Source passage:
+ + + + + + +

Audemars Piguet: Brand Guide & Investment Analysis (2026)
When the conversation turns to watches as investment, three brands come to mind: Rolex, Patek Philippe, and Audemars Piguet. The lived experience matters when evaluating AP, because the brand occupies a position that data alone does not fully explain. Rolex offers accessibility and structural liquidity. Patek Philippe offers terminal prestige and the deepest collector market in modern watchmaking. AP sits in the narrow corridor between them: smaller production than Rolex, lower entry pricing than the top of the Patek hierarchy, and a Royal Oak collection that goes head-to-head with the Patek Nautilus in the integrated-bracelet luxury sports watch category Gerald Genta defined. For the finance professional considering an allocation outside Rolex, AP demands serious analysis.
The AP Story: From Le Brassus to Mayfair
Audemars Piguet was founded in 1875 in Le Brassus, in the Vallée de Joux, by Jules Louis Audemars and Edward Auguste Piguet. The Vallée de Joux matters here: it is the Geneva-adjacent horological corridor that also produced Patek Philippe’s manufacturing base and the early independent watchmaking tradition that defines the Swiss high-end today. AP has remained continuously family-owned through five generations, one of only a handful of major Swiss houses never to have been absorbed into a luxury conglomerate. That independence affects allocation discipline, brand strategy, and (importantly for investors) supply control.
Annual production sits at approximately 56,000 to 57,000 watches in 2025 and 2026. For context, Rolex produces approximately one million watches annually and Patek Philippe approximately 70,000. AP is the smallest of the three by a meaningful margin, and the brand has stated repeatedly that it has no intention of meaningfully scaling production. That production discipline is the foundation of the secondary market case.
The defining moment came in 1972. AP commissioned Gerald Genta, the most consequential watch designer of the twentieth century, to create a sports watch in stainless steel. Genta sketched the design in a single night, drawing inspiration from a traditional diver’s helmet. The result was the Royal Oak: an octagonal bezel with eight exposed hexagonal screws, an integrated bracelet, a textured “Tapisserie” dial, and a stainless steel case priced at the same level as gold dress watches from competitors. The watch was initially met with industry confusion. Within a decade it had reshaped luxury watchmaking entirely, and every integrated-bracelet sports watch produced since (the Patek Nautilus most directly, plus the Vacheron Overseas, IWC Ingenieur SL, and countless others) traces its lineage to Genta’s drawing.
The Royal Oak Offshore launched in 1993, the Royal Oak Concept in 2002, and the Code 11.59 collection in 2019.
The Royal Oak Jumbo: The Reference That Defined Luxury Sports Watches
Any serious analysis of AP must give weight to the Royal Oak “Jumbo” Extra-Thin. The Jumbo designation refers to the original Royal Oak case dimensions: 39mm diameter, ultra-thin profile (now 8.1mm), and the unmodified Genta proportions from 1972. It is the purest expression of the design that built the brand.
For two decades, the relevant reference was the 15202ST in stainless steel, powered by the Calibre 2121, one of the thinnest automatic movements ever produced. AP retailed the 15202ST at approximately £22,000 to £24,000 in the years before its discontinuation. In 2022, AP discontinued the 15202 and replaced it with the 16202ST, which retains the 39mm Jumbo proportions but houses the new Calibre 7121 movement. The current 16202ST retails at approximately £30,000 to £32,000 in the UK (US RRP $40,100). This transition is the most consequential event in the recent AP investment story.

+ + + + + + +

What to work on:
(1) Answer these from the Audemars Piguet guide:
(a) In what year and in which village was Audemars Piguet founded?
(b) Approximately how many watches does Patek Philippe produce each year?
(c) Which movement powers the 16202ST?
(2) Print the stretch of the Audemars Piguet guide from "When the conversation" through "demands serious analysis." word for word.

Recorded data:
+ + + + + + +

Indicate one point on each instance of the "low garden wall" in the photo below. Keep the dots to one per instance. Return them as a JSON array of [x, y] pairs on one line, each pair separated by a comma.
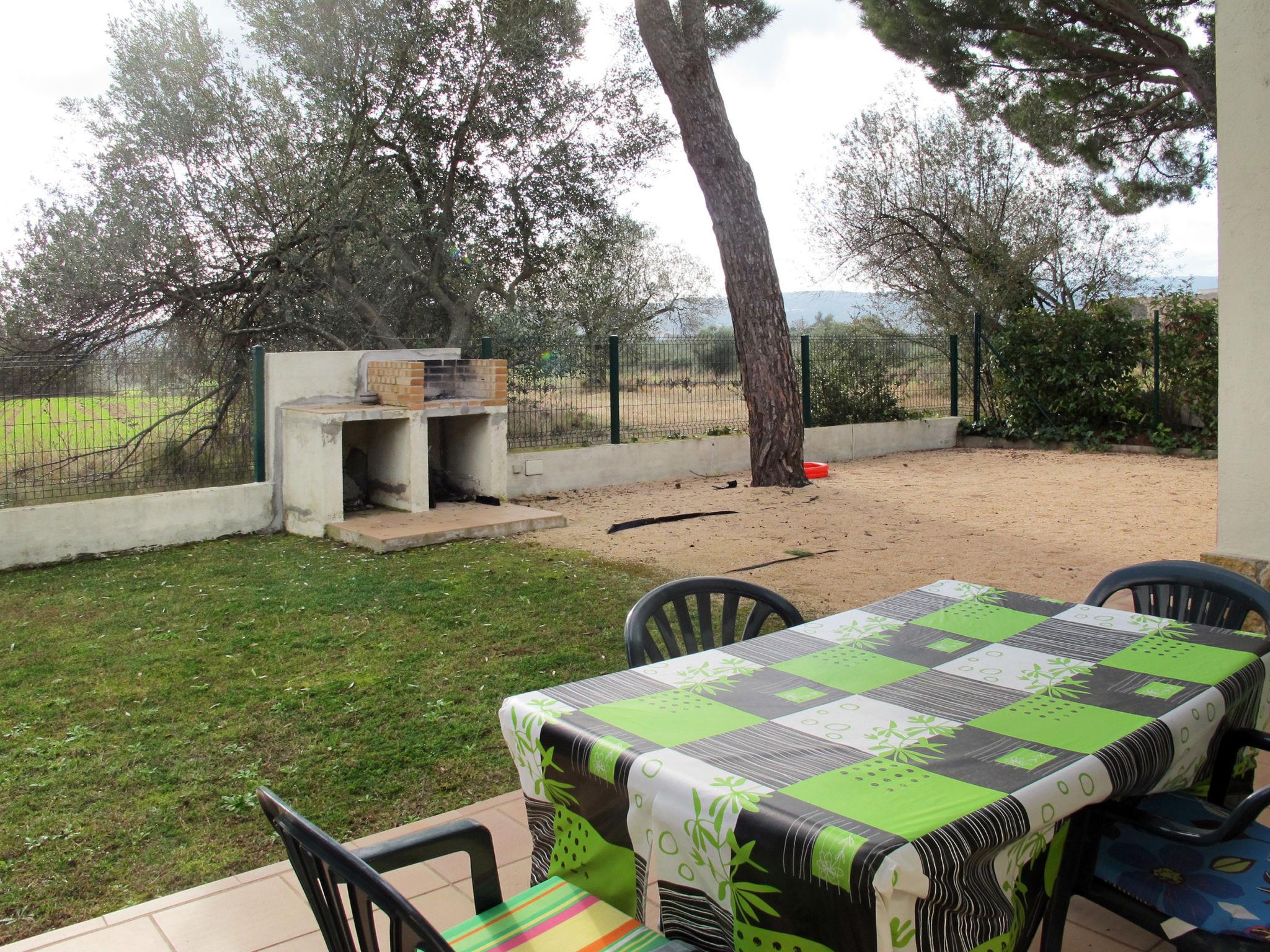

+ + + + + + +

Full answers:
(1)
(a) 1875, in Le Brassus
(b) Approximately 70,000
(c) The Calibre 7121

(2)
When the conversation turns to watches as investment, three brands come to mind: Rolex, Patek Philippe, and Audemars Piguet. The lived experience matters when evaluating AP, because the brand occupies a position that data alone does not fully explain. Rolex offers accessibility and structural liquidity. Patek Philippe offers terminal prestige and the deepest collector market in modern watchmaking. AP sits in the narrow corridor between them: smaller production than Rolex, lower entry pricing than the top of the Patek hierarchy, and a Royal Oak collection that goes head-to-head with the Patek Nautilus in the integrated-bracelet luxury sports watch category Gerald Genta defined. For the finance professional considering an allocation outside Rolex, AP demands serious analysis.